(점 표시 세트의 항목)
——————

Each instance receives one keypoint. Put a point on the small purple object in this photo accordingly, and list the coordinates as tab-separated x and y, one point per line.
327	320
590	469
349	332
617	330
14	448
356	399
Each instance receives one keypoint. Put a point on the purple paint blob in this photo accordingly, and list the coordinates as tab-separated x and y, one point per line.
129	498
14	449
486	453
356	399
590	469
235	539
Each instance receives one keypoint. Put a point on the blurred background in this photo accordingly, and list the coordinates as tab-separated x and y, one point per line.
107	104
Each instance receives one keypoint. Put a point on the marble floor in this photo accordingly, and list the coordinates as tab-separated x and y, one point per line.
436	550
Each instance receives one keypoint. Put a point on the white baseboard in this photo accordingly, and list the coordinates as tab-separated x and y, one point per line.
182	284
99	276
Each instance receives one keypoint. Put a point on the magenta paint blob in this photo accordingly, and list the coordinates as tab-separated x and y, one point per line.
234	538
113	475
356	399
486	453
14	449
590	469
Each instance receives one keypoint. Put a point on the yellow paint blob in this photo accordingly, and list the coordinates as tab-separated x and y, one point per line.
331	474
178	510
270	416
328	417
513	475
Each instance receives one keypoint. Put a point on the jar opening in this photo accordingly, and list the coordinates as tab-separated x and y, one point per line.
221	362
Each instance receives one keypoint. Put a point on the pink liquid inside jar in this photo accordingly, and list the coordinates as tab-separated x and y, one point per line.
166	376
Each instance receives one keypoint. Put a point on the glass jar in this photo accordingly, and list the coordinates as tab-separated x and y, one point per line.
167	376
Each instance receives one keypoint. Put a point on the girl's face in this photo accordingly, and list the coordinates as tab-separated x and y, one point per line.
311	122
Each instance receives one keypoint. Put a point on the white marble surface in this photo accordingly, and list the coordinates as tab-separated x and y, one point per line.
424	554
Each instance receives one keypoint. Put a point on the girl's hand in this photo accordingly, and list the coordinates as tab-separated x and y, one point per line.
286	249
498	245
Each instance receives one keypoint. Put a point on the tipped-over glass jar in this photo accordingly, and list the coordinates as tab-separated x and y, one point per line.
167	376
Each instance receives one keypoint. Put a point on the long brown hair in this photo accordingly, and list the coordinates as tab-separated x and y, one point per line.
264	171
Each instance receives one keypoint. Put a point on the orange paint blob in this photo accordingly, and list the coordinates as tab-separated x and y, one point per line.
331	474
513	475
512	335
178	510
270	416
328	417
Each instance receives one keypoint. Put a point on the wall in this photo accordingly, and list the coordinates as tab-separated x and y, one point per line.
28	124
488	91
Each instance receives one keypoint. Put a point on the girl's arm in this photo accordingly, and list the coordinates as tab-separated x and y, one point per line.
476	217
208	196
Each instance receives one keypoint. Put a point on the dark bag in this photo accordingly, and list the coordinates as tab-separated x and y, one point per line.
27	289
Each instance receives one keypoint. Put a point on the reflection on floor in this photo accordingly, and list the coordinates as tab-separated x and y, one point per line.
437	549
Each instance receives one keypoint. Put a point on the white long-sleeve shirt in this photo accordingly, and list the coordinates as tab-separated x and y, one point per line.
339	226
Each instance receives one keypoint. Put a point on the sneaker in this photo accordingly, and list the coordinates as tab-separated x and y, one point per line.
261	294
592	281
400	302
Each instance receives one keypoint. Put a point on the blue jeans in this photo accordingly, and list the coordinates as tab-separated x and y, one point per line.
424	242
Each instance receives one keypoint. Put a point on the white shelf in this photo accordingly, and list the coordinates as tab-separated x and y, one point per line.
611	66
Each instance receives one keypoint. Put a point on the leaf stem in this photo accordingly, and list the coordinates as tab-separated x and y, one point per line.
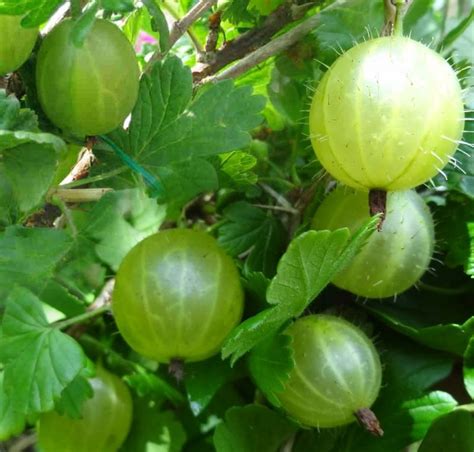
400	9
81	318
98	178
76	8
74	195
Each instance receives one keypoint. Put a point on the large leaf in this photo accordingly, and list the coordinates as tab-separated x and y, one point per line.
203	380
453	431
168	126
469	368
28	257
37	11
447	328
246	228
37	357
252	428
270	364
307	267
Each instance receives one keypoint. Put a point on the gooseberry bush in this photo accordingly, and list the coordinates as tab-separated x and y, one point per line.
236	226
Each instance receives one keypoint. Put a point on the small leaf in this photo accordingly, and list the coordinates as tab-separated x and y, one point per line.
469	368
252	428
37	357
270	364
154	430
158	23
119	221
12	422
37	11
453	431
311	261
148	384
73	397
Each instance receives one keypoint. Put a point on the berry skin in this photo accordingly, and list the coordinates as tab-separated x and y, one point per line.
105	423
16	43
87	90
394	258
177	296
337	372
388	114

——————

위 항목을 하나도 빠뜨리지 말고 글자 하나 바꾸지 않고 그대로 옮겨 적으세요. 이미지는 답에 넣지 마세요.

■ 전체 결과:
Each instance receives one keypoint. Put a point on the small purple object in this photo accordingly, and list the coordinates as tab-separated x and y, one point per line.
327	320
590	469
349	332
617	330
14	448
356	399
Each instance receives one keypoint. Put a point on the purple paint blob in this photo accordingly, and list the coordinates as tab-separated x and y, one point per line.
129	498
14	449
486	453
356	399
590	469
235	539
Each instance receives one keypoint. Put a point on the blurred background in this photo accordingly, and list the coordinates as tab-separated x and y, one point per line.
107	104
Each instance receives one keypoint. Put a point on the marble floor in this photo accordingly, and list the coordinates as tab-separated x and y, one point per line.
436	550
Each instance receives one keypoint. Put a point on the white baseboard in this photo accordingly, and list the coordinates as tab-separated x and y, one point per line.
182	284
99	276
Each instance receives one keypoint. Put a point on the magenta paint blob in this photo accordingly, and list the coordinates as tab-separated x and y, one point per line.
234	538
113	475
356	399
486	453
14	449
590	469
Each instance receives one keypoint. Put a point on the yellow paint blob in this photo accordingly, and list the coordinates as tab-separated x and y, one point per line.
331	474
178	510
270	416
328	417
513	475
Each instance receives one keypoint. Put a point on the jar opening in this photo accordingly, and list the coordinates as tab-separated x and y, one point per line.
221	362
Each instance receives one keypoint. Put a point on the pink liquid inside jar in this photo accordingly, and list the coordinates as tab-separated x and y, one point per line.
166	376
Each instance receives one keypoint. Put a point on the glass jar in this photo accordingly, and list the coordinates as tab-separated x and y, one point per line.
167	376
Each instance receives one keypoint. Put a point on the girl's face in this photo accordingly, and list the coordinates as tab-separated x and y, one point per line.
311	122
Each instance receives one keypoint. Put a point on the white marble surface in this photo accordingly, and list the coordinates as tab-separated x and y, one point per line.
424	554
Each instance receives one keypoint. Put a point on the girl's hand in this photo accordingly, and list the coordinates as tab-separated x and y, one point per line.
286	249
498	245
Each instance receives one keypoint. Put a point on the tipped-over glass jar in this photo accordingly, and list the coordinates as tab-separated x and y, one point per line.
167	376
Each instance receives one keypoint. Put a point on the long brown hair in this photo accordingly, and list the coordinates as tab-separated x and y, one point per line.
264	171
Each instance receives one keypoint. Put a point on the orange paint blob in this photo accordingly, and list the coordinates as tab-separated x and y, one point per line.
331	474
513	475
512	335
178	510
270	416
328	417
Each instance receives one keypoint. Put a point on the wall in this photo accordingly, and list the coordinates as tab-separated x and y, one point per line.
28	124
488	91
Each instance receives one keypoint. Put a point on the girl's arm in this photo accordingly, and list the coordinates as tab-separated x and y, one point per line.
476	217
208	196
Each instance receives one keypoint. Put a point on the dark bag in this photo accordingly, and list the coordinates as tab-separated x and y, one point per line.
27	289
Each instance receives one keypoint. Put a point on the reflection on floor in this photo accordingly, and list the coordinates as tab-separated x and y, one point per line.
437	549
Each instance receives one keypoint. Put a point on the white long-sleeve shirt in this photo accordingly, and list the coordinates as tab-separated x and y, one point per line.
339	226
Each instance receives one keypoint. Put a point on the sneaker in this photo accordingly, and list the coordinates as tab-separated x and y, one point per line.
261	294
592	281
400	302
Each instance receives one keypoint. Put a point on the blue jeans in this photo accordingly, and list the coordinates as tab-separated x and y, one point per line.
424	242
Each instance receives one keypoint. Put a point on the white shelf in this photo accordingly, and list the coordinates as tab-separated x and y, one point per line.
611	66
Each instance receives one keypoint. Put a point on the leaf stem in this photo accordingly, and list the coordinates as tab-separated x and y, one point per line.
400	9
81	318
98	178
76	8
74	195
Each instance receives one keypoint. Put a point on the large leaf in this photo accordingly, and list the coordinates as tab-separated x and y, one point per line.
203	380
453	431
168	126
469	368
28	257
37	11
447	328
246	228
37	357
252	428
270	364
307	267
Each instance receives one keypoint. Put a point on the gooseberry bush in this photo accordingly, and list the coordinates as tab-separated x and y, one point per line.
236	226
Each instance receives one keypoint. Put a point on the small leaf in this photo accordingly, and list the coordinates as tab-separated x and y, one point per line.
469	368
252	428
37	357
270	364
154	430
158	23
119	221
12	422
37	11
453	431
311	261
148	384
73	397
Each instance receives one keypoint. Put a point on the berry skin in this photo accordingly, and list the coordinates as tab-separated x and y, one point per line.
105	423
16	43
87	90
394	258
177	296
337	372
388	114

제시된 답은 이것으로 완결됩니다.